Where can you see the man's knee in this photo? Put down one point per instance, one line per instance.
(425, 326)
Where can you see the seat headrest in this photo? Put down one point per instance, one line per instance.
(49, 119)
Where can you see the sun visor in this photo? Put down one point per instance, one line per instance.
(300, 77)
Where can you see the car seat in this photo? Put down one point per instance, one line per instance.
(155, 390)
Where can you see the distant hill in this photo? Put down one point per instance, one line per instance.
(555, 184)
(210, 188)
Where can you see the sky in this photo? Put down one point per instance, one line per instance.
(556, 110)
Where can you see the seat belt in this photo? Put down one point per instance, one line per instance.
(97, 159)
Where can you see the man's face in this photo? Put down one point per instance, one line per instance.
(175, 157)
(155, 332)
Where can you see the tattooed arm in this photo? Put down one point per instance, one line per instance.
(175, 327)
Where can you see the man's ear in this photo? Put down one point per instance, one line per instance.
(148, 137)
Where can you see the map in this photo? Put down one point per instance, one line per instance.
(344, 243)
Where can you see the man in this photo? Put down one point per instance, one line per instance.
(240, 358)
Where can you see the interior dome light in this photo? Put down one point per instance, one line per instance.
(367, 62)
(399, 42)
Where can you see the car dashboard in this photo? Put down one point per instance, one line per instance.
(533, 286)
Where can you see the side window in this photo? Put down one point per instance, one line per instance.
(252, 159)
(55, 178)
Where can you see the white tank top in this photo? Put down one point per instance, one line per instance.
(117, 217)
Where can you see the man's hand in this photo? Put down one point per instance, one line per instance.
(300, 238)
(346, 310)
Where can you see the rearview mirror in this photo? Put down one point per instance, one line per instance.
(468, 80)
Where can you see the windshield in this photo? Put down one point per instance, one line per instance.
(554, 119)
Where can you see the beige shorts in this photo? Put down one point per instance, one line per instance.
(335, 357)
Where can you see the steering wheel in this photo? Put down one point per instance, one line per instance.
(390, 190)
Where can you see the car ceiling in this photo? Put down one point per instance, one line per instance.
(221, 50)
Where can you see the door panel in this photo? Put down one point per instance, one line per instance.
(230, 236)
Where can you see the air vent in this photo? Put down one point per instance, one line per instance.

● Exercise description: The line containing "Where can you see the rearview" and every line after it, through the end of the records, should be repeated exactly and alone.

● Output for this exercise:
Where can you see the rearview mirror in this photo? Put down one point per instance, one line per instance.
(468, 80)
Where can you see the windshield in this photo? Put down one point per instance, one line per instance.
(554, 119)
Where can you see the beige shorts in this photo? Put down one point per instance, one line per instance.
(335, 357)
Where can you see the steering wheel in this photo? Put down one point per instance, one line per instance.
(390, 190)
Where can you see the car ceiling in this photo? Put down one point per instance, one line per instance.
(221, 50)
Where can you see the door panel in this photo? Put down one point per instance, one line per instance.
(230, 236)
Where can you see the air vent in this photo? Put down one point per instance, one line per instance.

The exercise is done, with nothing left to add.